* _TEXT_:
David Dunwoody is in the midst of a flourishing writing career, with a number of novels and short stories out in the world, including Empire: A Zombie Novel and Unbound and Other Tales. His most recent novel, Empire's End: A Zombie Novel, was published earlier this year and, in the midst of an otherwise busy schedule, he was kind enough to take some time out for an interview. So, without any further ado, here are 10 questions for David Dunwoody:
1. What would you like readers to know about Empire’s End: A Zombie Novel?
Empire’s End is the sequel to the novel Empire. It was written in 2008 (shortly after the first edition of Empire saw print) and follows the Grim Reaper in a “post-post-apocalyptic” world in which the dead have been thrashing the crap out of the living for 100+ years. The Reaper finds himself tangling with classic zombies as well as zombies who’ve become more animalistic and developed a sort of pack order – plus one zombie whose driving force is tied to Death himself.

* _YOUR INSTRUCTIONS_:
From the Dunwoody interview, answer these:
1. What collection is named alongside Empire: A Zombie Novel in the introduction?
2. In what year was Empire's End written?
3. Whom does Empire's End follow?
The material that follows has no connection to the text above.

* _SOURCE DATA_:
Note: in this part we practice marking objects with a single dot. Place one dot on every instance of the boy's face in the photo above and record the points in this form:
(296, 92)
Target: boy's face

* _SOLVED PROBLEM_:
1. Unbound and Other Tales
2. 2008
3. The Grim Reaper